Passage to read >>
• • •
# Closure of context-sensitive languages under inverse language substitution

We define language substitution for a Context-Sensitive Language (CSL) $$S$$ over an alphabet $$\Sigma$$ is a map from $$\Sigma$$ into CSL's, for example: $$f(abc) = L_1(a) L_2(b) L_3(c)$$ such that (I guess) the union of all $$L(s)$$ for $$s \in f(S)$$ is defined to be $$L(f(S))$$ and $$L(f(S))$$ is known to be a CSL itself.

That is my interpretation of language substitution for CSL's. Well languages are also closed under inverse of string homomorphisms, homomorphisms $$f$$ being a special case of language substitution in which each $$a \in \Sigma$$ gets mapped to a singleton language $$L_1(a) = \{f(a)\}$$.

So my question is simple, yet probably hard or interesting to prove. That is, are CSL's closed under inverse of language substitution? Wikipedia is silent on this topic.

Let $$f$$ be a language substitution taking $$S$$ to $$f(S)$$. Then $$f^{-1}(S) := \bigcup f^{-1}(s)$$ I'm assuming. Is that a CSL?

Fix a universal Turing machine $$T$$.
Let $$L_1$$ be the language of all sequences of configurations $$c_1 \# c_2 \# \cdots \# c_\ell$$ which describe a valid computation of $$T$$, starting with an arbitrary initial configuration $$c_1 \neq \epsilon$$, and ending with a halting state; we do not allow any further configurations to appear. This language is clearly context-sensitive (it can be accepted in linear space even deterministically).
• • •
Data supplied >>
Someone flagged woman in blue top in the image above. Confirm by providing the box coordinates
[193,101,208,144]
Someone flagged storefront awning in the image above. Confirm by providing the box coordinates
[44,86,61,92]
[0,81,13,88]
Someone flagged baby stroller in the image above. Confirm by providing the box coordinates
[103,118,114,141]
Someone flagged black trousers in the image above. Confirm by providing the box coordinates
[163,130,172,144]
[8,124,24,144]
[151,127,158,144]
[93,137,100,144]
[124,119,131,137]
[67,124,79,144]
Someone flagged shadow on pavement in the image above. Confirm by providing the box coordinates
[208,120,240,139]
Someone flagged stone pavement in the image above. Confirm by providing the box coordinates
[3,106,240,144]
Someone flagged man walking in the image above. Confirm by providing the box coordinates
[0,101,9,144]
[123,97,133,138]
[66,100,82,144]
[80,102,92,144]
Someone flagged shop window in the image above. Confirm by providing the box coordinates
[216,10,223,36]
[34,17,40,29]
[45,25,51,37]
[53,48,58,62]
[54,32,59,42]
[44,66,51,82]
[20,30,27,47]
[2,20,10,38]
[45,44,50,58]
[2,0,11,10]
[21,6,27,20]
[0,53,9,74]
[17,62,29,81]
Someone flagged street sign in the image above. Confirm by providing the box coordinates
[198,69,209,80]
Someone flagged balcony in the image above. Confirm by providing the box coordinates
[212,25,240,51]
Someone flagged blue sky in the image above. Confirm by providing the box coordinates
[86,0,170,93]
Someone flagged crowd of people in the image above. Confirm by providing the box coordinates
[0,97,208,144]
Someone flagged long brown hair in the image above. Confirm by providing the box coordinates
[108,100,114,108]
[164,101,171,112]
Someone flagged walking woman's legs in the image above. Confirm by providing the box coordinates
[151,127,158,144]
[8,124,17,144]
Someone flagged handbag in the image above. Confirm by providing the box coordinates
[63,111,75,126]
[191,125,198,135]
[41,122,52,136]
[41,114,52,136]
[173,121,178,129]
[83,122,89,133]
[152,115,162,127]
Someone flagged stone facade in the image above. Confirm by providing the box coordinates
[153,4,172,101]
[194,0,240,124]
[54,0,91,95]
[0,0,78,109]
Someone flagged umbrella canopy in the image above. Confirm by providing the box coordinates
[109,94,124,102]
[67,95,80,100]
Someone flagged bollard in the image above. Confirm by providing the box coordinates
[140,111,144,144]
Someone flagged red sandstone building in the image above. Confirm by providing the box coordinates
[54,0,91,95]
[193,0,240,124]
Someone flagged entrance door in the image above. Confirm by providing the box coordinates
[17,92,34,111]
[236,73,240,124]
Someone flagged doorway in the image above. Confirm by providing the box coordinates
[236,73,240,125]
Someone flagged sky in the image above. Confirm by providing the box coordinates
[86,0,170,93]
• • •
Task list >>
(a) Using the passage on closure of context-sensitive languages under inverse language substitution, answer each question:
(i) In the special case of a homomorphism, to what language is each symbol a of the alphabet mapped?
(ii) Which reference is said to be silent on the topic?
(iii) In what kind of space can the language L_1 be accepted?
(b) Write what comes next in the passage on closure of context-sensitive languages under inverse language substitution, starting right after its final sentence.

Answer list >>
(a)
(i) The singleton language {f(a)}.
(ii) Wikipedia.
(iii) Linear space, even deterministically.

(b)
Let $$L_2$$ be the language of all sequences of configurations $$c_1 \# c_1 \# c_2 \# \cdots \# c_\ell$$ such that $$c_1 \# c_2 \# \cdots \# c_\ell \in L_1$$ (notice the initial configuration is repeated twice). This language is also context-sensitive.
Define a function $$f$$ from $$\Sigma$$ to CSLs by $$f(\sigma) = \{ \sigma \}$$ for $$\sigma \neq \#$$ and $$f(\#) = \{ \#w : w \in L_1 \}$$.
Notice that $$f^{-1}(L_2)$$ consists of strings $$c_1\#$$, where $$c_1$$ is an initial configuration of $$T$$ on which $$T$$ eventually halts. Thus $$f^{-1}(L_2)$$ is not computable.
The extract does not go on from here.